= Instructions for the task =
Provide an exact copy of the data, excluding the images.

Point-based annotation data
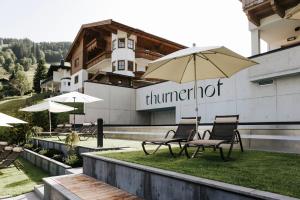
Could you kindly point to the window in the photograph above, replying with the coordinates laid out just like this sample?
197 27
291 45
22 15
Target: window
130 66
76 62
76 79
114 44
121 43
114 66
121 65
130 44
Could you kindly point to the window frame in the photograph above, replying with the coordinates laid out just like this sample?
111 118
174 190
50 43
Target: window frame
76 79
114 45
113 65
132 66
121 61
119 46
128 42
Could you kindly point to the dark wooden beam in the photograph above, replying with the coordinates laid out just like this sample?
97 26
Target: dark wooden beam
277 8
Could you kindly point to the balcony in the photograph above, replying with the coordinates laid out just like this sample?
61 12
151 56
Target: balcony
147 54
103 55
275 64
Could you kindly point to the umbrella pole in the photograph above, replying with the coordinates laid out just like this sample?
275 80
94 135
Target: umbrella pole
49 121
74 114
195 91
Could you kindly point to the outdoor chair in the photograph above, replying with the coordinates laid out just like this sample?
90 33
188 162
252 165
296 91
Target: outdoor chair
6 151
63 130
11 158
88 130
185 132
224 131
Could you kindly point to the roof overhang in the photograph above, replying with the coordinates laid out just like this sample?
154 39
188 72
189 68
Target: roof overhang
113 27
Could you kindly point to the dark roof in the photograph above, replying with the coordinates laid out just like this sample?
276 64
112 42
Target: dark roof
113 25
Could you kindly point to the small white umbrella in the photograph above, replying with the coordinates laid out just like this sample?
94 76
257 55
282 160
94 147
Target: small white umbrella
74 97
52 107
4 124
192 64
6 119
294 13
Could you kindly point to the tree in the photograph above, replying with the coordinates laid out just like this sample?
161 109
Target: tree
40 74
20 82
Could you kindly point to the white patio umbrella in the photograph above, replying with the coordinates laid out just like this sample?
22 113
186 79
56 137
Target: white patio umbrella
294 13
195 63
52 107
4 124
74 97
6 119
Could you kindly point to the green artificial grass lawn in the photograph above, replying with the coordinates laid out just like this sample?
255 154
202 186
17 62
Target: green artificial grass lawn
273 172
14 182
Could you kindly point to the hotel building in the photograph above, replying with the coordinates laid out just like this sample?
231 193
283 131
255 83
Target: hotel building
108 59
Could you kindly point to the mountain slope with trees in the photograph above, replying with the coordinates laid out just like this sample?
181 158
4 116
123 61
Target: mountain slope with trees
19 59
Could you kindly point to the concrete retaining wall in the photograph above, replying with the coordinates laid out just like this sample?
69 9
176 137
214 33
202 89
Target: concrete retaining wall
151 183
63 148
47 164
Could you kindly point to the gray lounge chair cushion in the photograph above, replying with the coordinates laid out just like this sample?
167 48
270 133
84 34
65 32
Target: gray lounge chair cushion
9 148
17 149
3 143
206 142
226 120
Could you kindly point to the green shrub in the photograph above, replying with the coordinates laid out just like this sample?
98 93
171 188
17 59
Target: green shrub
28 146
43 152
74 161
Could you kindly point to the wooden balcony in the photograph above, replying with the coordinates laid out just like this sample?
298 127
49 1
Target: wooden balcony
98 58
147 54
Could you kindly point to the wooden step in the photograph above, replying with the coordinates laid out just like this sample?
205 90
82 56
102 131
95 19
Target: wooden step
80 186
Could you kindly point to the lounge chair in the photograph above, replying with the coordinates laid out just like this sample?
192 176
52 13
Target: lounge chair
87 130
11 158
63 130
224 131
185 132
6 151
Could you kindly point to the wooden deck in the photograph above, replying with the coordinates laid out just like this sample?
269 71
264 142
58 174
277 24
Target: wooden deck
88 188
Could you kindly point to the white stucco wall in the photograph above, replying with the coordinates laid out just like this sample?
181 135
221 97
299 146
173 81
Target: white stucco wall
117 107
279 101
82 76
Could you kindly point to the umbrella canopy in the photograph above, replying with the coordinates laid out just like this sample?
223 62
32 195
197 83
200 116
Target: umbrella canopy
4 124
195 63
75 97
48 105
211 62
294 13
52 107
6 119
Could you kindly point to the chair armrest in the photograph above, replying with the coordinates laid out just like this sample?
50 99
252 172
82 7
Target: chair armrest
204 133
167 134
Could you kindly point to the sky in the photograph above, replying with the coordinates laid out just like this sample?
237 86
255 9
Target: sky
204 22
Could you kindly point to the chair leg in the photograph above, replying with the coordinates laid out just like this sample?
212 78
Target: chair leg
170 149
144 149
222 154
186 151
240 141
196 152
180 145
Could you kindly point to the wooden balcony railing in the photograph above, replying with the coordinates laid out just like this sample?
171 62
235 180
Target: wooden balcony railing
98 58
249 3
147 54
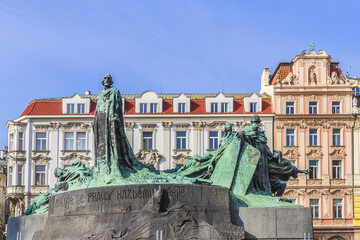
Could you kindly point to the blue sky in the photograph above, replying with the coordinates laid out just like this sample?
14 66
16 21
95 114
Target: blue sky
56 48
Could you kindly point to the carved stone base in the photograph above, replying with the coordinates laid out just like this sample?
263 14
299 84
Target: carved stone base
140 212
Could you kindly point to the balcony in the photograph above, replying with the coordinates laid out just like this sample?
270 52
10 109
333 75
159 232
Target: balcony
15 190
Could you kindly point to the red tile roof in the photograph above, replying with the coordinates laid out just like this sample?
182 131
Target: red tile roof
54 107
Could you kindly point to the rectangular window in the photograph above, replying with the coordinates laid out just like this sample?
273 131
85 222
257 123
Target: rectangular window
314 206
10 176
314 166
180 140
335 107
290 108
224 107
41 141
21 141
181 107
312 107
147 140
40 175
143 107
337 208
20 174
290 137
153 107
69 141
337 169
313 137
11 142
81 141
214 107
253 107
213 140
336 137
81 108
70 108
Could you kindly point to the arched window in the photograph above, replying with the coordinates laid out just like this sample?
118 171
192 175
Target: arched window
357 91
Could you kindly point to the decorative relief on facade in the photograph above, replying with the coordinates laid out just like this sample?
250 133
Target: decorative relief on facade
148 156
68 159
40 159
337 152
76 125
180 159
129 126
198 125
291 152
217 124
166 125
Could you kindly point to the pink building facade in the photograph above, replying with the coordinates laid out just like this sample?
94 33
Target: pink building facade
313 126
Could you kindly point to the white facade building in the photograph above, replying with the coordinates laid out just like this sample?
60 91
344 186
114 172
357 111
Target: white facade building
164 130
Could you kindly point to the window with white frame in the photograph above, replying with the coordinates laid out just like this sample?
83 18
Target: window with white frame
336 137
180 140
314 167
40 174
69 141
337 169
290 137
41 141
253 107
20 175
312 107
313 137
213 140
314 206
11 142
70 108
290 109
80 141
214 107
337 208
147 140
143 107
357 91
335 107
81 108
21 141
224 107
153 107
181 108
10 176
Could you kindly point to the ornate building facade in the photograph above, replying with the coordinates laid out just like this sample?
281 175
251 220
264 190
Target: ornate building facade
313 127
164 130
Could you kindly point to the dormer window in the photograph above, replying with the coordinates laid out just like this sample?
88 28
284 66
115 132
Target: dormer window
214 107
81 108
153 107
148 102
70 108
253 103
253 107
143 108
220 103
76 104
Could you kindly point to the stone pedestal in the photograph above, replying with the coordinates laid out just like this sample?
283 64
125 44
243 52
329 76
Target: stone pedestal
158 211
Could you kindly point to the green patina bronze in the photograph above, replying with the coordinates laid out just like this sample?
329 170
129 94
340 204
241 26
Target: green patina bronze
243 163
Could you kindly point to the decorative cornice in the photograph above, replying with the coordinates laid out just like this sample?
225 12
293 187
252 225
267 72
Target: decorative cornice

= Worked answer =
Could you kindly point to the window in the photograph above, replying with the coordinates laid out just like this sample?
197 27
291 45
22 15
Target: window
130 66
76 62
76 79
114 44
121 43
114 66
121 65
130 44
Could you kindly point to the window frame in the photograph above, replying with the coordinates laid out just like this sample?
111 118
174 190
50 43
Target: window frame
76 79
114 45
113 65
132 66
121 61
119 46
128 42
Could you kindly point to the dark wooden beam in the photograph above, replying with the coordinates laid out just like this sample?
97 26
Target: dark wooden beam
277 8
Could you kindly point to the balcony in the photograph above, replying with the coordinates laid out just like this sample?
61 12
151 56
Target: balcony
147 54
103 55
275 64
Could you kindly point to the umbrella pole in the photograph above, replying with the coordinates laid out just like this sample?
275 80
94 135
Target: umbrella pole
49 121
74 114
195 91
Could you kindly point to the outdoor chair in the photograph above, replying with the coordinates laid out just like this sample?
90 33
188 162
252 165
296 91
Target: outdoor chair
6 151
63 130
11 158
88 130
185 132
224 131
Could you kindly point to the roof overhang in the photograph above, replying with the coordinates laid out just like this sample?
154 39
188 72
189 68
Target: roof overhang
113 27
Could you kindly point to the dark roof in the photograph above, replying with the coordinates laid out just like this sample?
276 64
112 42
Target: dark roof
113 25
Could you kindly point to the small white umbrella in the photograph above, replying with the coordinates laid out just like this sample?
94 76
257 55
282 160
94 147
Target: small white umbrella
74 97
52 107
4 124
192 64
6 119
294 13
Could you kindly point to the tree in the photograph above, replying with the coordinates laid out just like this sample?
161 109
Target: tree
40 74
20 82
Could you kindly point to the white patio umbrella in the photograph above, replying with the coordinates laid out just like this sample?
22 113
186 79
56 137
Target: white patio umbrella
294 13
195 63
52 107
4 124
74 97
6 119
Could you kindly point to the green artificial grass lawn in the photograph above, replying with the coordinates laid out just like this sample?
255 154
202 186
17 62
Target: green artificial grass lawn
273 172
14 182
Could you kindly point to the hotel building in the photograph above, replying with the coordinates laid out just like this sample?
231 193
283 131
255 83
Target: hotel building
108 59
Could you kindly point to the mountain slope with trees in the photograph above, replying with the coordinates laid out just like this sample?
181 158
4 116
123 61
Target: mountain slope with trees
19 59
Could you kindly point to the concrete retaining wall in the photograph above, replying with the coordinates laid out just like this sample?
69 9
176 137
214 33
202 89
Target: concrete retaining wall
151 183
63 148
47 164
Could you kindly point to the gray lounge chair cushion in the photograph above, replying with the coordinates laid out just like this sample?
167 48
270 133
84 34
65 32
Target: gray lounge chair cushion
9 148
17 149
3 143
206 142
226 120
Could you kindly point to the green shrub in the photograph above, replying with the coordinates laid out just like this sample?
98 93
171 188
17 59
Target: green shrub
28 146
43 152
74 161
Could you kindly point to the wooden balcony in the photograph above, replying with the coordinates laid out just like this sample?
298 127
49 1
Target: wooden balcony
98 58
147 54
Could you kindly point to the wooden step in the photograph above, replying with the coordinates laid out just like this sample?
205 90
82 56
102 131
95 19
Target: wooden step
80 186
Could you kindly point to the lounge chair in the photograph above, replying with the coordinates laid out just like this sample?
192 176
52 13
Target: lounge chair
87 130
11 158
63 130
224 131
185 132
6 151
Could you kindly point to the wooden deck in the photograph above, replying with the coordinates laid out just like this sample?
269 71
264 142
58 174
277 24
Target: wooden deck
88 188
Could you kindly point to the white stucco wall in the photograph above, replying with the coordinates laid out just like this sample?
181 135
221 97
299 146
173 81
Target: white stucco wall
117 107
279 101
82 76
Could you kindly point to the umbrella canopy in the photograph above, replying with the coordinates laid out just like this sample?
223 62
32 195
197 83
200 116
Target: umbrella canopy
4 124
195 63
75 97
48 105
211 62
294 13
52 107
6 119
Could you kindly point to the chair armrest in the photograph above, replying with the coordinates laid out just like this sample?
50 99
252 172
82 7
Target: chair armrest
204 133
167 134
Could you kindly point to the sky in the photograph above, replying with the coordinates laid out just like this sample?
237 86
255 9
Target: sky
204 22
Could you kindly point to the chair leg in the photograph above, replying with the coordinates laid out just like this sample?
212 78
Target: chair leg
170 149
144 149
222 154
186 151
240 141
196 152
180 145
Could you kindly point to the wooden balcony railing in the photograph above, replying with the coordinates laid out just like this sample?
171 62
235 180
Target: wooden balcony railing
98 58
249 3
147 54
Could you kindly point to the blue sky in the photograph above, replying with the coordinates laid out just like this sample?
14 66
16 21
95 114
Target: blue sky
56 48
Could you kindly point to the carved stone base in the photograph above, replying with the coordinates laid out just like this sample?
263 14
299 84
Target: carved stone base
140 212
Could you kindly point to the balcony in the photograph above, replying with the coordinates laid out just like this sample?
270 52
10 109
333 75
159 232
Target: balcony
15 190
Could you kindly point to the red tile roof in the photograph above, replying with the coordinates laid out just like this sample?
182 131
Target: red tile roof
54 107
Could you kindly point to the rectangular window in the photograph above, replying with the coordinates laid out just like this sample?
273 131
85 222
257 123
Target: rectangular window
314 206
10 176
314 166
180 140
335 107
290 108
224 107
41 141
21 141
181 107
312 107
147 140
40 175
143 107
337 208
20 174
290 137
153 107
69 141
337 169
313 137
11 142
81 141
214 107
253 107
213 140
336 137
81 108
70 108
Could you kindly point to the arched window in the photograph above, replying with the coordinates laid out just like this sample?
118 171
192 175
Target: arched window
357 91
Could you kindly point to the decorative relief on facade in the photograph above, replying with the coordinates laid out just like this sample?
250 133
Target: decorative relief on facade
148 156
68 159
40 159
337 152
76 125
180 159
129 126
198 125
291 152
217 124
166 125
Could you kindly point to the pink building facade in the photograph above, replying with the coordinates laid out just like this sample?
94 33
Target: pink building facade
313 126
Could you kindly point to the white facade building in the photograph above, replying with the coordinates laid out just like this sample?
60 91
344 186
114 172
357 111
Target: white facade building
164 130
Could you kindly point to the window with white frame in the photograph above, replying with the coordinates laid out just like this sample?
83 18
Target: window with white frame
336 137
180 140
314 167
40 174
69 141
337 169
290 137
41 141
253 107
20 175
312 107
313 137
213 140
314 206
11 142
70 108
290 109
80 141
214 107
337 208
147 140
143 107
357 91
335 107
81 108
21 141
224 107
153 107
181 108
10 176
Could you kindly point to the ornate building facade in the photograph above, replying with the coordinates laid out just like this sample?
281 175
251 220
264 190
Target: ornate building facade
313 127
164 130
Could you kindly point to the dormer window in the photograph above, replying with the coordinates laid out just like this sample?
88 28
284 66
115 132
Target: dormer window
214 107
81 108
153 107
148 102
70 108
253 103
253 107
143 108
220 103
76 104
Could you kindly point to the stone pedestal in the photograph above, replying with the coordinates laid out just like this sample?
283 64
125 44
243 52
329 76
Target: stone pedestal
158 211
Could you kindly point to the green patina bronze in the photograph above, replying with the coordinates laid out just like this sample?
329 170
129 94
340 204
241 26
Target: green patina bronze
243 163
Could you kindly point to the decorative cornice in the photograph above, replying with the coordinates laid out just like this sample?
225 12
293 187
252 225
267 72
Target: decorative cornice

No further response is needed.